● **Kutipan**:
Berburu Keindahan di Pantai Bobu dan Jatuh Bangun Melewati Jalur Neraka
Jembatan alam pantai Bobu di Kabupaten Lembata, NTT |
“Prakk.” Motor Mega
Pro yang kami tumpangi jatuh terseret. Beberapa bagian tubuh motor lecet,
spakbor bagian depan pecah dan terlihat Eman Lengary, sang pengendara motor yang
selalu tampil percaya diri ibarat superhero itu gugup ketakutan.
Saya yang duduk manis
di belakang sambil bertanya banyak hal sontak diam tak berdaya. Kisah ini
terukir pada Rabu, 22 Februari 2023.
Walaupun nyawa tak
terancam tapi peristiwa tak terduga ini masih membekas dalam diari kenangan
perjalanan. Cerita lengkapnya sebagai berikut.
Ke Bobu Tak Seindah Harapan
Sebelumnya, kami menikmati
jalan mulus sepotong-sepotong yang dibangun menggunakan dana PEN. Mendaki bukit
setelah melewati Lerahinga, perjalanan masih baik-baik saja; ada pemandangan
gunung Ileape dan Boleng yang bersembunyi di balik Ileape; ada tanjung Nuha
Nera dan panorama laut biru yang tenang dan memesona terlihat di bagian utara.
Pada puncak bukit
yang tak tahu nama lengkapnya, saya dan Eman Lengary memotret pemandangan alam
yang indah sambil berdiskusi tentang beberapa kampung di wilayah pedalaman
Lebatukan yang masih jauh dari sentuhan kesejahteraan, khususnya infrastruktur
jalan.
Menurut Eman Lengary,
berdasarakan tuturan para tetua, terdapat enam kampung berpenghuni yakni Lebelang,
Besei, Benalar, Hidalabi, Dangalangu dan Ilowutung. Warga penghuni 6 kampung
ini disebut orang-orang Lamatuka. Dalam kisah tutur, leluhur orang-orang
Lamatuka berasal dari Lepan Batan dan mengadakan migrasi ke Lembata hingga tiba di pesisir pantai Wainere, sekitar belasan Kilo di sebelah barat pantai Bobu.
Kemudian, dari pantai Wainere, nenek moyang orang Lamatuka melewati sebuah lubang atau terowongan alam bawah tanah dan keluar di puncak bukit Nuba yang hingga kini dijadikan sebagai tempat sakral oleh orang-orang Lamatuka. Demikian sekilas cerita sejarah masa lalu. Mari kita berjalan terus ke Bobu.
Setelah melewati kampung Ilowutung di Desa Lamalela, kami menyinggahi kampung Dangalangu. Secara administratif, kampung ini merupakan salah satu dusun kecil yang masuk dalam lingkaran wilayah Desa Lamalela.

● **Data Mentah**:
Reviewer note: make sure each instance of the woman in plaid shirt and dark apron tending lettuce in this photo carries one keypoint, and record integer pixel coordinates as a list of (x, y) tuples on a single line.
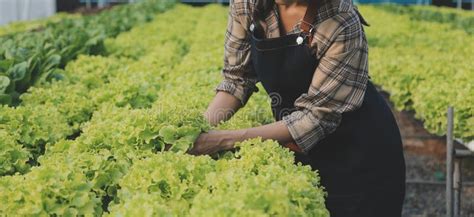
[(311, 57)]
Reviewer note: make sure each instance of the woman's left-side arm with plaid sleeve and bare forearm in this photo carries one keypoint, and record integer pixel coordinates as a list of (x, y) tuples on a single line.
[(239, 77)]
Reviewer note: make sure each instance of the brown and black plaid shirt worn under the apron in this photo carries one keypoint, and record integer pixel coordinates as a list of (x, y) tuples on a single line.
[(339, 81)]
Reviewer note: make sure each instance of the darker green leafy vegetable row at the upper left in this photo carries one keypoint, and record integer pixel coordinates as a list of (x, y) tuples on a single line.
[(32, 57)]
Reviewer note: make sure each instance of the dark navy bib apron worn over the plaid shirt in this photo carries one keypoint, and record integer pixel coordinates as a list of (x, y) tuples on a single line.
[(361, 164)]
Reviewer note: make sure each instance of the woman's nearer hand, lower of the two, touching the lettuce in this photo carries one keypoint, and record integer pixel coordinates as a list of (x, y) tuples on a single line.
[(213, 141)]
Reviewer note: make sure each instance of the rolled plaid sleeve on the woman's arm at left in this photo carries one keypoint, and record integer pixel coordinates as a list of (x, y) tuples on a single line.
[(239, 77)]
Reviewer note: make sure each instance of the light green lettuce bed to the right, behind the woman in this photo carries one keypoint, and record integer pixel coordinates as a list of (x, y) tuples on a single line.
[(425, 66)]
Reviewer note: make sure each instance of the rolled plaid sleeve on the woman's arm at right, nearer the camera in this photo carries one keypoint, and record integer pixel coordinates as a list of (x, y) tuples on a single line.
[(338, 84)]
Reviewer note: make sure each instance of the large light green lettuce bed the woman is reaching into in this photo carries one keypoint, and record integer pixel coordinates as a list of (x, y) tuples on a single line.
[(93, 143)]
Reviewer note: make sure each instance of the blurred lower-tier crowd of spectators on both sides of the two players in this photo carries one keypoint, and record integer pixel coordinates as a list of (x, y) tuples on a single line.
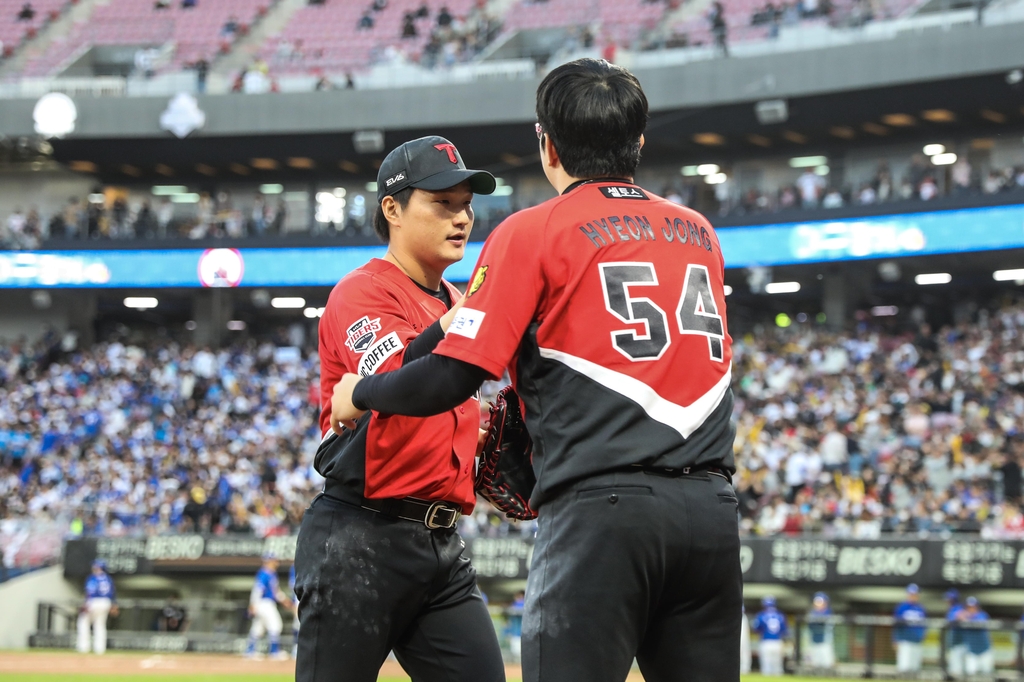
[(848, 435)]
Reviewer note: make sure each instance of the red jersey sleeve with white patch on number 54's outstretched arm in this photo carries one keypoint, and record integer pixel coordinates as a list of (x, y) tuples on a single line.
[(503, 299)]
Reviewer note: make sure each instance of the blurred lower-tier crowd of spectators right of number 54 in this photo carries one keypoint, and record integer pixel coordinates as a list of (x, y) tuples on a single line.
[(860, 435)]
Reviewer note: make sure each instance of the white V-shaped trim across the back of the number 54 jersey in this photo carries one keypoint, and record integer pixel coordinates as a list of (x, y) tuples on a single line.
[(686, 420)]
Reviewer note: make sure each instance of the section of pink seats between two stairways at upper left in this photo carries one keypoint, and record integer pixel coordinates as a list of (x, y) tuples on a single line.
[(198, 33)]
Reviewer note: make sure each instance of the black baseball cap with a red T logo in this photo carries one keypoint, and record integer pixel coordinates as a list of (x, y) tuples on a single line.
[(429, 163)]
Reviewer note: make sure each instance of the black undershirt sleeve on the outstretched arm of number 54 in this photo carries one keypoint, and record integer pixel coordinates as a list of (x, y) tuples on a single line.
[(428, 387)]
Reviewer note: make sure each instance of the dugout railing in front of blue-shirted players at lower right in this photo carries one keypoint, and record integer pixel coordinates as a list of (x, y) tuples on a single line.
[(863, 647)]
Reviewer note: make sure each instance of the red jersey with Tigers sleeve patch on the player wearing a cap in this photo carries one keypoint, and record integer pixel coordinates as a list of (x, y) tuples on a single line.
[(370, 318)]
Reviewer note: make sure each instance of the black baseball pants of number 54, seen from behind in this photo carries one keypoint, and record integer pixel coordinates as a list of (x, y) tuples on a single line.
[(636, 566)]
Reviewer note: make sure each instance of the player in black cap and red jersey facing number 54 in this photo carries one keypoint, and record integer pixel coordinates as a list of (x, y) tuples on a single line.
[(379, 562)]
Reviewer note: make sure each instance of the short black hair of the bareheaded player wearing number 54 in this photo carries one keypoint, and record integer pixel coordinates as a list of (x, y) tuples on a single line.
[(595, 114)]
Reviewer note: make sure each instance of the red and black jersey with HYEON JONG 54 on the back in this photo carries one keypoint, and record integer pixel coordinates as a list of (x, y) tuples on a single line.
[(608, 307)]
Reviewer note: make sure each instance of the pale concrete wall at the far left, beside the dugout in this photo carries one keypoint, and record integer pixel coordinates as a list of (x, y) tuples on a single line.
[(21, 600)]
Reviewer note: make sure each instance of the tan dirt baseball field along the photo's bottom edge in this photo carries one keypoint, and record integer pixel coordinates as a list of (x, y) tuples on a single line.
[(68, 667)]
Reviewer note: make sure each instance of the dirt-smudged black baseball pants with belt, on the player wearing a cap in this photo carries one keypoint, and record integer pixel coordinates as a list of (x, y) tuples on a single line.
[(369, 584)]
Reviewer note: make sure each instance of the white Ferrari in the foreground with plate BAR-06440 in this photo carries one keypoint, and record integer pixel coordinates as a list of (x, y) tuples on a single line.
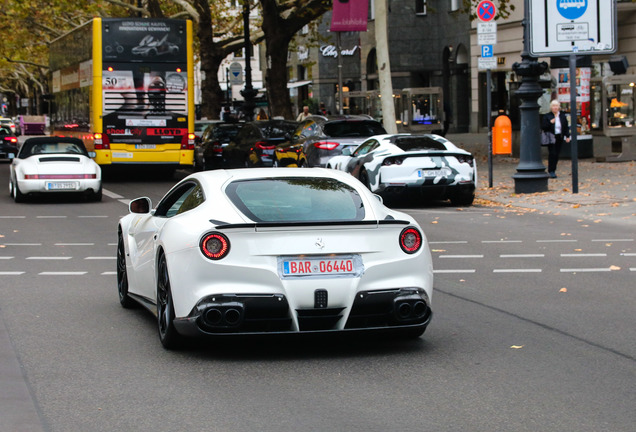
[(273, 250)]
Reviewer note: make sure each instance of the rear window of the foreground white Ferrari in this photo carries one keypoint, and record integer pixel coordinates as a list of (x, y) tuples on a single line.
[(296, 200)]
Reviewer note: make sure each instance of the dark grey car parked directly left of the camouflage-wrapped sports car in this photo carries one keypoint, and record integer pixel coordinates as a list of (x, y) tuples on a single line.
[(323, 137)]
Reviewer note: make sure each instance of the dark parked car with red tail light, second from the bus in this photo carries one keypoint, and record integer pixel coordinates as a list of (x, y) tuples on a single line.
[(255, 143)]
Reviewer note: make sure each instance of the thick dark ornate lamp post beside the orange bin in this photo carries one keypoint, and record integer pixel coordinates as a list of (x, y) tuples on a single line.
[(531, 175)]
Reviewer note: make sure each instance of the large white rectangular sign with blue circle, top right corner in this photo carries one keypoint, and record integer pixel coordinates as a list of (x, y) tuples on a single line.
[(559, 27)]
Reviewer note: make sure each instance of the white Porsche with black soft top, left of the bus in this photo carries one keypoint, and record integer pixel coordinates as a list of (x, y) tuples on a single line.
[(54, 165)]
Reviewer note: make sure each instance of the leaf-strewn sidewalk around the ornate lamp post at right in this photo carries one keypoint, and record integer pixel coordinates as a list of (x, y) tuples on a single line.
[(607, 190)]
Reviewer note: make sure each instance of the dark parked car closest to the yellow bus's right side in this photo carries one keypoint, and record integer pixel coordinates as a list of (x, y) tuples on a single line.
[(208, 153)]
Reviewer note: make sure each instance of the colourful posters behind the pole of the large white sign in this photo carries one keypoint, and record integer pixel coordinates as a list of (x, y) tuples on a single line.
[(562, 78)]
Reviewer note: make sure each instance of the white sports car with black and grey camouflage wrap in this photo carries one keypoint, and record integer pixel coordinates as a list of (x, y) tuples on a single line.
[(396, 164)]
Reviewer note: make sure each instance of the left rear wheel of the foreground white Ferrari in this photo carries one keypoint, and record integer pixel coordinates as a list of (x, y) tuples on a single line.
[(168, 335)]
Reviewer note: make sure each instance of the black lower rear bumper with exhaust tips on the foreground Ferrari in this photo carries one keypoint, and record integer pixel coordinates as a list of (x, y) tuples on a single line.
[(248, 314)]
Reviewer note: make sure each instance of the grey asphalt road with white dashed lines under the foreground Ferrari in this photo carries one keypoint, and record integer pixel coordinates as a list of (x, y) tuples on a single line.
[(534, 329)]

● **Ketentuan Tugas**: Suntinglah bagian kutipan tentang Pantai Bobu dari "Kemudian, dari pantai" sampai "wilayah Desa Lamalela.", dengan mengganti "terowongan" menjadi "gua". Butir-butir tersebut diambil dari sumber yang berbeda.

● **Jawaban Latihan**:
Kemudian, dari pantai Wainere, nenek moyang orang Lamatuka melewati sebuah lubang atau gua alam bawah tanah dan keluar di puncak bukit Nuba yang hingga kini dijadikan sebagai tempat sakral oleh orang-orang Lamatuka. Demikian sekilas cerita sejarah masa lalu. Mari kita berjalan terus ke Bobu.
Setelah melewati kampung Ilowutung di Desa Lamalela, kami menyinggahi kampung Dangalangu. Secara administratif, kampung ini merupakan salah satu dusun kecil yang masuk dalam lingkaran wilayah Desa Lamalela.